**Input records**
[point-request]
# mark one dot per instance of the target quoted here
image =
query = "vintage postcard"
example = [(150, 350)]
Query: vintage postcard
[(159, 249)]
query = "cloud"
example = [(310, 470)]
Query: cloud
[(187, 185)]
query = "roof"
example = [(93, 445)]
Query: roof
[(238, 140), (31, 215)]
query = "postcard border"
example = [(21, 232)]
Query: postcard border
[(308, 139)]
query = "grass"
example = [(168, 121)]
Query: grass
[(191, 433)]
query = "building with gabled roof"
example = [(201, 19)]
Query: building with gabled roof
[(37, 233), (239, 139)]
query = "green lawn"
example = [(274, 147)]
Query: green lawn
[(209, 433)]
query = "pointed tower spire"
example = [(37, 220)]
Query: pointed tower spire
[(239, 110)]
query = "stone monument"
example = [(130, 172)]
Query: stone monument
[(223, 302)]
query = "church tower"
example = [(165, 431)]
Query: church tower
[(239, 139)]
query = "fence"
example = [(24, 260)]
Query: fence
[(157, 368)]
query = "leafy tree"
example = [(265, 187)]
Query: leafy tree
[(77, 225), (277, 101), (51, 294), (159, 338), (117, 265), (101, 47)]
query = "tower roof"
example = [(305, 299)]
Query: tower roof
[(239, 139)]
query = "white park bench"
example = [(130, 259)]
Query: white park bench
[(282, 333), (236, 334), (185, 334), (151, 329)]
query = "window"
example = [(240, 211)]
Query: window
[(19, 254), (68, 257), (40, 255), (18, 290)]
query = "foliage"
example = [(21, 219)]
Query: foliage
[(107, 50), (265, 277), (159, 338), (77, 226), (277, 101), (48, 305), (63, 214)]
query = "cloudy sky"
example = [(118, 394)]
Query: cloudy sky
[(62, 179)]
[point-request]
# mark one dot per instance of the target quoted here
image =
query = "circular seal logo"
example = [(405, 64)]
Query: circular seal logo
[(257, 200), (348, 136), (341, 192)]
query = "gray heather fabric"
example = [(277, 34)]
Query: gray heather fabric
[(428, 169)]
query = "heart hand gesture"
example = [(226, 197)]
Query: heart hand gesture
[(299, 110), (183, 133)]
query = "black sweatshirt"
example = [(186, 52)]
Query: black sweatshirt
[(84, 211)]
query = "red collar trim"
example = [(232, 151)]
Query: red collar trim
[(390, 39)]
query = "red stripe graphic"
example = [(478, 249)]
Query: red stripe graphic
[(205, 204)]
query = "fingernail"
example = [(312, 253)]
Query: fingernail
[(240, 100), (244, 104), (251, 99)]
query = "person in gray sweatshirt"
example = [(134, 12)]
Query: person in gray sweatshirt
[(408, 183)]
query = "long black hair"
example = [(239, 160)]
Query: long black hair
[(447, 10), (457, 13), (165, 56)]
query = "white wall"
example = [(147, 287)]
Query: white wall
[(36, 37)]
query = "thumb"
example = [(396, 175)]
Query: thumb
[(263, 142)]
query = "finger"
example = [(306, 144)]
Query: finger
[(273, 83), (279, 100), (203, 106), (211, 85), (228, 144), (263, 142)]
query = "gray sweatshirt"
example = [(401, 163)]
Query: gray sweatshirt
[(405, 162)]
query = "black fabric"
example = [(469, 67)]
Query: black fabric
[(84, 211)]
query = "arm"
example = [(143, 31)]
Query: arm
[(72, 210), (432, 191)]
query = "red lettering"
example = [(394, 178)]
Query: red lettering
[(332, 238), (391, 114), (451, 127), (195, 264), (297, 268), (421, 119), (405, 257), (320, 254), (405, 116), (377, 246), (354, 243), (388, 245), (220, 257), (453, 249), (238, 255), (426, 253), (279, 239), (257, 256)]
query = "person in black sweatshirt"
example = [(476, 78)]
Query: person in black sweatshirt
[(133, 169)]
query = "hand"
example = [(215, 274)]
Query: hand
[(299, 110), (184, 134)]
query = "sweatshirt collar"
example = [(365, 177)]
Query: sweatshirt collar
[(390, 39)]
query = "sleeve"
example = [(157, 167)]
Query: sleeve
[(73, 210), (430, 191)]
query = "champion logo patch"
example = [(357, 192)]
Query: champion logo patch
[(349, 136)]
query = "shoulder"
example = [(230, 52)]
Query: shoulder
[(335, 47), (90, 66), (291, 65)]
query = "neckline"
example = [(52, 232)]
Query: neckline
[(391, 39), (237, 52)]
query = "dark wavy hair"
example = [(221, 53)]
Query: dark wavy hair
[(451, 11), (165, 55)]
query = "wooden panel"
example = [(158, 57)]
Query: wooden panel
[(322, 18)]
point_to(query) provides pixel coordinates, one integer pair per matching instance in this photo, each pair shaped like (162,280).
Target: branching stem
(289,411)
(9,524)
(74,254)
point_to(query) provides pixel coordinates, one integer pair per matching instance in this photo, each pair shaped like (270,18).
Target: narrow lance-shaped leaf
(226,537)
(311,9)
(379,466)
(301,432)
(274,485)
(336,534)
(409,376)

**Exercise details**
The answer must be a single number: the count of lines in the listing that hold the string "each".

**Reply**
2